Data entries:
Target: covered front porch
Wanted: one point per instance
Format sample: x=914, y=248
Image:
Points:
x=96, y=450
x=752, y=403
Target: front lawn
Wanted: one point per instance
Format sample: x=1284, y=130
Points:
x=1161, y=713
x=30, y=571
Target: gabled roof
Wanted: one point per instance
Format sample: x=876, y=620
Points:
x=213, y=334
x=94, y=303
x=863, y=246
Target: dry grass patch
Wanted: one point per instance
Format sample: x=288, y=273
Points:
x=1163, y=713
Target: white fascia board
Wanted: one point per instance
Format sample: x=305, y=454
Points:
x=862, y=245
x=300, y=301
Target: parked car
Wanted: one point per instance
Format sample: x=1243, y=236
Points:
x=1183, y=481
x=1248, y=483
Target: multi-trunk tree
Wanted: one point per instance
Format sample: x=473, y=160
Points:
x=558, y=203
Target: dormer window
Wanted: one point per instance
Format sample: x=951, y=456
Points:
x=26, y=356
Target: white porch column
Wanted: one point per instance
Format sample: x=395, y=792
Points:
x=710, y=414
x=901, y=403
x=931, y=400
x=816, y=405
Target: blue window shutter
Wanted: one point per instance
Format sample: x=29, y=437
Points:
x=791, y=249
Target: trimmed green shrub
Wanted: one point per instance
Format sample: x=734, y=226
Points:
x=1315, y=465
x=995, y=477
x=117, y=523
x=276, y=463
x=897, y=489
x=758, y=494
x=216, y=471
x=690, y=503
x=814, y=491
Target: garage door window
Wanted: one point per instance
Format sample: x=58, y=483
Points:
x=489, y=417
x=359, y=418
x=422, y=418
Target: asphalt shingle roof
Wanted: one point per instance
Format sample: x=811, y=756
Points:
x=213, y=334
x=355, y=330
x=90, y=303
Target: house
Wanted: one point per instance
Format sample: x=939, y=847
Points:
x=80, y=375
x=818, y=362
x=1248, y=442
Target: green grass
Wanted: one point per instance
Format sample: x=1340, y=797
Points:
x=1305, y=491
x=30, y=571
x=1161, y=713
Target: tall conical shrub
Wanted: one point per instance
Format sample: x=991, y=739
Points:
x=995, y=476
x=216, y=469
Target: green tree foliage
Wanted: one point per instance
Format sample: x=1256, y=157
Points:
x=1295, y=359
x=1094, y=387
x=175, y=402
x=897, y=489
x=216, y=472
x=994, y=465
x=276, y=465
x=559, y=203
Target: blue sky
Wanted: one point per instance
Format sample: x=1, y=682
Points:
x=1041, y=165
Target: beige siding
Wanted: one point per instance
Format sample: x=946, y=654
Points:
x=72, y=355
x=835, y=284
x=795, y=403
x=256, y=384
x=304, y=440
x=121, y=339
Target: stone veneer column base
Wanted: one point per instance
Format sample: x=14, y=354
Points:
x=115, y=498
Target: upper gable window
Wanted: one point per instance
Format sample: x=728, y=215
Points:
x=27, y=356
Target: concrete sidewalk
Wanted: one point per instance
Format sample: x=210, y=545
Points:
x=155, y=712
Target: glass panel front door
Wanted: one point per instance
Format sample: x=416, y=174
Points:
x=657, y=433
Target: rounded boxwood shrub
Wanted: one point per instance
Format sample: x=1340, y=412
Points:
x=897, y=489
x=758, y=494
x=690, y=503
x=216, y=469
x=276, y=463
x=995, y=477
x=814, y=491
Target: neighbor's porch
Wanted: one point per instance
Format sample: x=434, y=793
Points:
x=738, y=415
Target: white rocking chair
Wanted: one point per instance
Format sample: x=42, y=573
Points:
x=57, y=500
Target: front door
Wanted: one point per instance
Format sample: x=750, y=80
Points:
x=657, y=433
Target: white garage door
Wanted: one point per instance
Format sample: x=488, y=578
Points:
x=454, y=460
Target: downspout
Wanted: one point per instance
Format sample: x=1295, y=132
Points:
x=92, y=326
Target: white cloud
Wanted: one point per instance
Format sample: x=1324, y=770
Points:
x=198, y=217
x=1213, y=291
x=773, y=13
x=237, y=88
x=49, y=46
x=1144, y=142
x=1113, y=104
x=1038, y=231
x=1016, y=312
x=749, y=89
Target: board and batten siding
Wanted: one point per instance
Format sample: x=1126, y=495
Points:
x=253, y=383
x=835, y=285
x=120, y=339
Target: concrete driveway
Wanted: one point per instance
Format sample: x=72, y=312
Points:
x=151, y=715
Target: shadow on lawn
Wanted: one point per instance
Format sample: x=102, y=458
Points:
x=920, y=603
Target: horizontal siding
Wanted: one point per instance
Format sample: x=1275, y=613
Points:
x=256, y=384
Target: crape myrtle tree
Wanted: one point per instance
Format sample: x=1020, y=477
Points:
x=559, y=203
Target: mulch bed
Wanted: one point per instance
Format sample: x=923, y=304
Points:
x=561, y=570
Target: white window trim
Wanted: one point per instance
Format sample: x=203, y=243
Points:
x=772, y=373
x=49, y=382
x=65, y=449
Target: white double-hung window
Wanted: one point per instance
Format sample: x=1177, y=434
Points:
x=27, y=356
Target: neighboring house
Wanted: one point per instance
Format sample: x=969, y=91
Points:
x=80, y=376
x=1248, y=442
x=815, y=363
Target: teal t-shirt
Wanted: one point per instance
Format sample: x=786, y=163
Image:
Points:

--

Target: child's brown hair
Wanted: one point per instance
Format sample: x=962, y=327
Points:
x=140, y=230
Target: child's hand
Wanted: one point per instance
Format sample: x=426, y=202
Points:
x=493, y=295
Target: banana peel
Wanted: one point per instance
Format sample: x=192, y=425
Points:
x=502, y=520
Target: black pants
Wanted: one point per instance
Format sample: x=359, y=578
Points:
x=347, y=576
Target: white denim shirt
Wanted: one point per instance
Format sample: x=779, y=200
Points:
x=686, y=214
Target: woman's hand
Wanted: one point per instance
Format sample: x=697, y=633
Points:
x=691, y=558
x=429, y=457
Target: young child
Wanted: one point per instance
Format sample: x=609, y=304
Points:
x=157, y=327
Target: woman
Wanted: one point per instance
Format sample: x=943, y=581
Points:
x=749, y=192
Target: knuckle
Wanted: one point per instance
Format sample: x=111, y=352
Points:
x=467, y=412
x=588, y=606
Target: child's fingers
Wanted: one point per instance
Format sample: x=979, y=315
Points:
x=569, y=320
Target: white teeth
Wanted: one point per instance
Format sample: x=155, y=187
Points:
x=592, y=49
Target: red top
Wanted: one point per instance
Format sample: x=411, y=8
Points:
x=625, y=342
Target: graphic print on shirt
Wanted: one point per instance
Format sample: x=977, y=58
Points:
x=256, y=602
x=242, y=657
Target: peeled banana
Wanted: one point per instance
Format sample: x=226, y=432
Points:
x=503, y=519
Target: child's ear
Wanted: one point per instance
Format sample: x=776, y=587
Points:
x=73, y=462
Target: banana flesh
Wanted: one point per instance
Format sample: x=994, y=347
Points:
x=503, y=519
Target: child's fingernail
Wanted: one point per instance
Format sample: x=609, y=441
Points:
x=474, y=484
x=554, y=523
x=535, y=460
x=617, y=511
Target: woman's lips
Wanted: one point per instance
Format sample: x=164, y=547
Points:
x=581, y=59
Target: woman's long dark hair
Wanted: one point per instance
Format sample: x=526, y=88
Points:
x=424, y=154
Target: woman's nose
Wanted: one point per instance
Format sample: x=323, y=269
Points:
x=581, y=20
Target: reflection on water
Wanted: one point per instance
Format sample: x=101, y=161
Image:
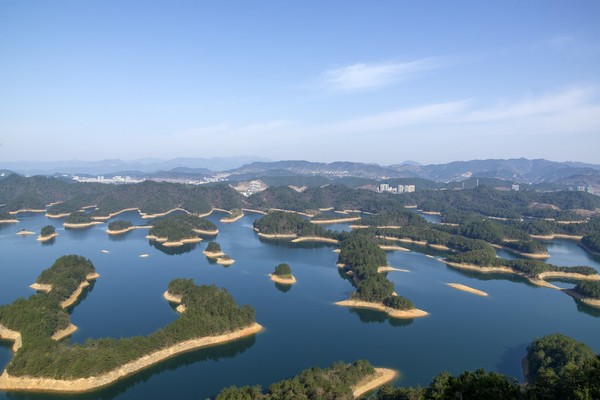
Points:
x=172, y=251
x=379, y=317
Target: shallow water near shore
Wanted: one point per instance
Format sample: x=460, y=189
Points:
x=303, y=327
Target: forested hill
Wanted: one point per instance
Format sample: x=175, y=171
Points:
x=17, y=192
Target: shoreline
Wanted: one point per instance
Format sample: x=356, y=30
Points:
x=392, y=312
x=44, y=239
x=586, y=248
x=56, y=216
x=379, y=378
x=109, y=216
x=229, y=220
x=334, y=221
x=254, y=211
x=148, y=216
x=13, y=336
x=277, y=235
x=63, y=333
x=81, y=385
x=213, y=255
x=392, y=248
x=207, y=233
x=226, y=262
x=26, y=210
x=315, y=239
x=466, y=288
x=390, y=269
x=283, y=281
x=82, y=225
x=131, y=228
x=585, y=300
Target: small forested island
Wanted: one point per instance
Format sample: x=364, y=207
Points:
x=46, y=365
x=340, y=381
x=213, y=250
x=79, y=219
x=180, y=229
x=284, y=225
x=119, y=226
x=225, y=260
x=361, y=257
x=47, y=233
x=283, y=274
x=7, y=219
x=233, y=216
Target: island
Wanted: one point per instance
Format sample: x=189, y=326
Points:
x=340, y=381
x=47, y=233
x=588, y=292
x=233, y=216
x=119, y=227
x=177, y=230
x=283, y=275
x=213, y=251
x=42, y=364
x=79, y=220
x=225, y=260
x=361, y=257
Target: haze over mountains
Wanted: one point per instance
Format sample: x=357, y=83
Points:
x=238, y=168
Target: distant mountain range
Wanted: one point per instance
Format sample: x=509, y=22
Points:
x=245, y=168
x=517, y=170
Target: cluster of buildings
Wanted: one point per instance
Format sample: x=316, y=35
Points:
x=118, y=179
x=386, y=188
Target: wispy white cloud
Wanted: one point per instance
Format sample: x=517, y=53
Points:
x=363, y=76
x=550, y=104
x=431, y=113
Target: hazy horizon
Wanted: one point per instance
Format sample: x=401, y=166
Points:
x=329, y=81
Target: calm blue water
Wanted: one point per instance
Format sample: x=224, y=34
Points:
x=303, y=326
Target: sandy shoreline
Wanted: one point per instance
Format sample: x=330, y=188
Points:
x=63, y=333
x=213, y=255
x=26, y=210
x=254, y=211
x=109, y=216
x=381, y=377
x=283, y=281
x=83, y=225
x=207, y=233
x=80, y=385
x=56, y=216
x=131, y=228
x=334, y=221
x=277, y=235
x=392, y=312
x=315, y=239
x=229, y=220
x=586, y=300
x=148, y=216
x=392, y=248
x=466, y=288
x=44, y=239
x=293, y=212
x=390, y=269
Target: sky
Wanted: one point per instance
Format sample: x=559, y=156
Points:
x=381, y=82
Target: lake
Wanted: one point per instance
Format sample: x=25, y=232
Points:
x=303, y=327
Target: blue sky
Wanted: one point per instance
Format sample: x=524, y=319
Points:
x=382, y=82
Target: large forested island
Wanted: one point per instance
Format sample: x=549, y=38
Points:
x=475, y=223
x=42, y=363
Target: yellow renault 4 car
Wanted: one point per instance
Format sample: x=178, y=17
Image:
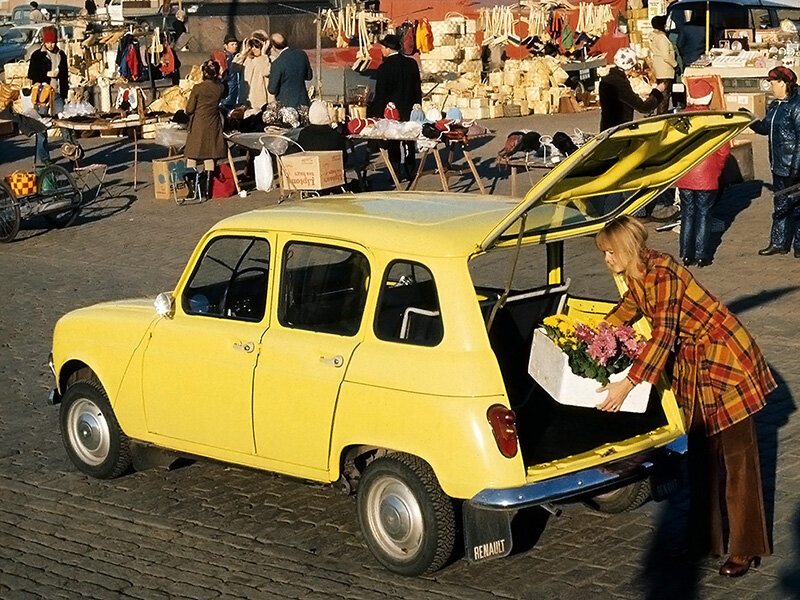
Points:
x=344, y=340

Exercise -
Can you retype the lines starting at the line that has "Target: lake" and stopping after the line that has "x=344, y=340", leaving the pictures out?

Answer to the problem -
Target: lake
Wanted: one point per instance
Format sample: x=25, y=232
Points:
x=303, y=327
Target: blue sky
Wanted: one point per instance
Format sample: x=524, y=319
Points:
x=382, y=82
Target: large forested island
Wanted: one point per instance
Format sample: x=549, y=38
Points:
x=475, y=223
x=42, y=363
Target: yellow renault 4 car
Wanted: one point per instance
Format sample: x=178, y=17
Image:
Points:
x=344, y=340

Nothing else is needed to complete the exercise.